┌─ Document text

When was the last time you gave or received a hug? For 89-year-old Janet Janis, it was yesterday, when her Visiting Angels caregiver surprised Janis with an impromptu drop-in.
Janis is a widow and relies on her Visiting Angels CNA for company and non-medical assistance. According to KSL, the thoughtful hug made Janis’ day.
Visiting Angels is a national franchise that provides personalized in-home care for older adults. This includes companionship, respite care and more.
Hugging and your health
According to KSL, this week, nearly all of Visiting Angels’ 100 clients in the Salt Lake valley will be getting an extra Valentine’s Day visit. And, if they want, the visit can include a warm hug, just like Janis’.
So why is this important? Well, roughly four in 10 adults aged 52 to 71 consider themselves lonely, according to research. Moreover, the Pew Research Center reports that more than one-quarter of Americans age 65 or older live alone, increasing feelings of social isolation.
These feelings don’t just take a mental toll — a study in the journal Heart, found that people who are lonely or socially isolated are at greater risk of heart attack and stroke than people with stronger social connections. Further research found that loneliness increases the risk of heart disease and diabetes.
Companionship and consensual physical touch, however, have been proven to offset loneliness-related health detriments. Science says hugging, in particular, can work wonders for an individual’s health.
“Interpersonal touch is emerging as an important topic in the study of adult relationships,” stated research published in the journal PLOS One. This study found that hugging a loved one can lighten their mood, while other research cited hugging’s role as a stress reliever and protector against pathogens. “Greater perceived support and more-frequent hugs each predicted less-severe illness signs,” research in the Association for Psychological Science confirmed.
Hugs not drugs?
Well, technically you can have both — hugging your loved one will send their oxytocin hormone levels soaring. Conveniently, oxytocin is sometimes called “the love drug.”
So, as a cherry on top of your loved ones’ Valentine’s Day, ask them if they want a hug. And if it makes their day like it made Janis’, luckily hugging isn’t reserved just for holidays.

└─
┌─ Record extracts

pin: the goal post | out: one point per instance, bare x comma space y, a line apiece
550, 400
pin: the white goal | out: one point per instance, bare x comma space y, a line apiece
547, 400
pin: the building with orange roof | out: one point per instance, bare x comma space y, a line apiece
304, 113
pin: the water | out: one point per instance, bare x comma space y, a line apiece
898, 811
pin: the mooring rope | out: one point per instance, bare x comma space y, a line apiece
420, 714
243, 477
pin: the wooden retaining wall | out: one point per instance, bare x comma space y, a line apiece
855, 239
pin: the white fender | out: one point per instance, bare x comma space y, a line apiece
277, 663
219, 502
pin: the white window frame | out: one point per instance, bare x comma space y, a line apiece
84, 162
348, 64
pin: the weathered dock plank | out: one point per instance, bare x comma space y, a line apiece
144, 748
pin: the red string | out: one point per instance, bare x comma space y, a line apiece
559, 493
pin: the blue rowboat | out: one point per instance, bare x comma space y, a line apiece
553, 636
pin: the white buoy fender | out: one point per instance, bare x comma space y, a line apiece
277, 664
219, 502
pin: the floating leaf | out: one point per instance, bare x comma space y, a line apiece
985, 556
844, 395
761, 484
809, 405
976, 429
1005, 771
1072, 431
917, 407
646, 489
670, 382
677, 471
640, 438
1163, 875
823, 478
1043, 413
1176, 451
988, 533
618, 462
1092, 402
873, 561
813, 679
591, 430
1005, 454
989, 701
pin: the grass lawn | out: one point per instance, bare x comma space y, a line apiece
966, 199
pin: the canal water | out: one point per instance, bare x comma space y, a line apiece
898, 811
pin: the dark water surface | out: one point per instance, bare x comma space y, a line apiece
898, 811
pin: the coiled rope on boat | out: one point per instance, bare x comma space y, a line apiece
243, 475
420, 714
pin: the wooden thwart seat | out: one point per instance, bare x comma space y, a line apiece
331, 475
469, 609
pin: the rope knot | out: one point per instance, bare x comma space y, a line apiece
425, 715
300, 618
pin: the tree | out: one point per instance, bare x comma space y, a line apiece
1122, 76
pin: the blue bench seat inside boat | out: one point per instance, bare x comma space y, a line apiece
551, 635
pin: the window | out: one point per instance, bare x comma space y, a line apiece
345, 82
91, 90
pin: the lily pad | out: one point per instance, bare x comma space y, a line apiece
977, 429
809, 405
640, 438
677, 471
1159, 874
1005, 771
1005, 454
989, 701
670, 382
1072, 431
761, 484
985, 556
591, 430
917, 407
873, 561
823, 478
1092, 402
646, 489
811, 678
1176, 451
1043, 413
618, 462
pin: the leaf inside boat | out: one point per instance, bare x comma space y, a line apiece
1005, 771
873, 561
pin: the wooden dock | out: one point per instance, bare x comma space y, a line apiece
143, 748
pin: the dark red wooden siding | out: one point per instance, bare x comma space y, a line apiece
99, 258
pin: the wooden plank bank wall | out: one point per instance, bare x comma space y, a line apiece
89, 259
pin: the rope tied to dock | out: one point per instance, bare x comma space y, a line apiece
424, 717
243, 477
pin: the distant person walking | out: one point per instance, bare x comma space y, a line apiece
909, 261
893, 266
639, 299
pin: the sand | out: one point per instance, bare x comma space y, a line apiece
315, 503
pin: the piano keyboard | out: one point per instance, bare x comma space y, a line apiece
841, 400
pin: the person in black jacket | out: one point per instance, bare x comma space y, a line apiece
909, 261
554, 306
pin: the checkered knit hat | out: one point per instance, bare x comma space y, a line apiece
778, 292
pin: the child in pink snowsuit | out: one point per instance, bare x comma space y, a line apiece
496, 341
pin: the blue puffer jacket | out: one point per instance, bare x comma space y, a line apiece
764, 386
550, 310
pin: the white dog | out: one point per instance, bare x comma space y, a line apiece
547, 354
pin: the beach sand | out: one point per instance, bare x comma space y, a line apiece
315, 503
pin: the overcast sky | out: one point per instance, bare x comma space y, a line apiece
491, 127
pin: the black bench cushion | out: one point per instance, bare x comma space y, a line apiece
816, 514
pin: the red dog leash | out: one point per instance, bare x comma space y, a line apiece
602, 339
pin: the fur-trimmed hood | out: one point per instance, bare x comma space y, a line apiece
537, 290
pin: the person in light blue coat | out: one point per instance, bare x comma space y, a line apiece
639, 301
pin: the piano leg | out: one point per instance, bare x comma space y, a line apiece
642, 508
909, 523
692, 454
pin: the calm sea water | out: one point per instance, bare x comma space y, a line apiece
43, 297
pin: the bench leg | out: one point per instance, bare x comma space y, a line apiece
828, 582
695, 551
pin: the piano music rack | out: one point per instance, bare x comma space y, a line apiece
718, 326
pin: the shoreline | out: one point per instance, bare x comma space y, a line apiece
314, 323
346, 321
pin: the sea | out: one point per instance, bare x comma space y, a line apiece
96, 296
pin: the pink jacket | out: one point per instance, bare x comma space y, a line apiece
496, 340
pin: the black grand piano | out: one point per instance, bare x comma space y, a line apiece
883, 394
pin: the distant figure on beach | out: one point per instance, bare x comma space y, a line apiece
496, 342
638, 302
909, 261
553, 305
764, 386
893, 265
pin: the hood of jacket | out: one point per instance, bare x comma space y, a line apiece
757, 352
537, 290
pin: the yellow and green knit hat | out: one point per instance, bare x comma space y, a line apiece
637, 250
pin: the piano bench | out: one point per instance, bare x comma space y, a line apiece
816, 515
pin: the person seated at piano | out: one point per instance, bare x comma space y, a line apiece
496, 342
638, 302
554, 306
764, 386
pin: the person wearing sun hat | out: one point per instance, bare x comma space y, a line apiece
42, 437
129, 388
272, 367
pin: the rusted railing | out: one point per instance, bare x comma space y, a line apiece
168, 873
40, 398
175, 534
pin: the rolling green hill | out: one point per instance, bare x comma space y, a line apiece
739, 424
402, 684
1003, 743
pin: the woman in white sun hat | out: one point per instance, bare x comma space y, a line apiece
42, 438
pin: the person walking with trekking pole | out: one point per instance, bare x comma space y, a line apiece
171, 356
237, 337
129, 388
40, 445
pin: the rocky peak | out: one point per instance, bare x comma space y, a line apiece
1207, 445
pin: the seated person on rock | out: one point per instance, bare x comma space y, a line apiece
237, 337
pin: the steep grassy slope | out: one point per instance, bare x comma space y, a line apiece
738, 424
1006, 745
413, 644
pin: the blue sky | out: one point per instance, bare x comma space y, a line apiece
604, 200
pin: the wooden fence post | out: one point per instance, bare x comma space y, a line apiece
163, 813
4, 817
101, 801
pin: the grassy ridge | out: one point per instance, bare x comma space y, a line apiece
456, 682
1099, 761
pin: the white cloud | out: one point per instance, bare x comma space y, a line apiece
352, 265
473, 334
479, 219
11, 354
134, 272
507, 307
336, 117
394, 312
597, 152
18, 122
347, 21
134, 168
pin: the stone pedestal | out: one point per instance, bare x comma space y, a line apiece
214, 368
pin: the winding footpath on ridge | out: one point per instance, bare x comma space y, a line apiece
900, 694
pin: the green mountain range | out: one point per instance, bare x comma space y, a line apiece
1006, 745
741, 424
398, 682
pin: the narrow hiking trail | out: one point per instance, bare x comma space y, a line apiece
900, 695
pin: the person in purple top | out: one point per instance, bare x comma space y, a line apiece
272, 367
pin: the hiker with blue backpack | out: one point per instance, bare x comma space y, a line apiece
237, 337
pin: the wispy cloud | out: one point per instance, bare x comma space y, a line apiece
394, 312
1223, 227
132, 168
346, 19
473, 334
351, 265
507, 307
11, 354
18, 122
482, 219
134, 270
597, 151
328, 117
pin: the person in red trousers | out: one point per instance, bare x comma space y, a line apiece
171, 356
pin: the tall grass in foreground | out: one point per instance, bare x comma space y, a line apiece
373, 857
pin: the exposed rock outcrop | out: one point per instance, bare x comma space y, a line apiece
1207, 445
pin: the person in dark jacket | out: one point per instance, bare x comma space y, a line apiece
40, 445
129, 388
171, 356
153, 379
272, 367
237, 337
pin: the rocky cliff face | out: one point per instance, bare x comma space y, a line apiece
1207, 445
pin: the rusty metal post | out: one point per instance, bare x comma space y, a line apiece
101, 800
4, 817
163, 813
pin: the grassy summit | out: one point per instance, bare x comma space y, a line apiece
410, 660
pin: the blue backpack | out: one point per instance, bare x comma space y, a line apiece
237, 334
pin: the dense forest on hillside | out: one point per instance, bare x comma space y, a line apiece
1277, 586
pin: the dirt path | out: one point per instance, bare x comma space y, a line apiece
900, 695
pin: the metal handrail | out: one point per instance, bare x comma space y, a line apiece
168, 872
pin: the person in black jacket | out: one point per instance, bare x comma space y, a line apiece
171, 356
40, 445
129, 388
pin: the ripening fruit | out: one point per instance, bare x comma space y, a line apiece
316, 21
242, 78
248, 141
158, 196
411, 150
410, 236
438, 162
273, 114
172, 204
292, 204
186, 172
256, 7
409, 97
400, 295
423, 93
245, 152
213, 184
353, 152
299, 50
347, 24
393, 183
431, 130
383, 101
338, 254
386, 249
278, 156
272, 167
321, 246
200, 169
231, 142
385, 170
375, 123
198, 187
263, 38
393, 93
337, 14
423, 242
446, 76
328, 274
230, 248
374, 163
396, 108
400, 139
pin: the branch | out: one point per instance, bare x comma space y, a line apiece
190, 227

└─

» Work instruction
Summarize the article about hugging in two sentences. The lines come from a different source than the text.

» Response
Visiting Angels caregivers in the Salt Lake valley are making extra Valentine's Day visits to nearly all of their 100 clients, and the visits can include a hug, like the one that made 89-year-old widow Janet Janis' day. Loneliness is common among older adults and raises the risk of heart attack, stroke, heart disease and diabetes, while research finds that companionship and hugging can lift mood, relieve stress and predict less-severe illness signs.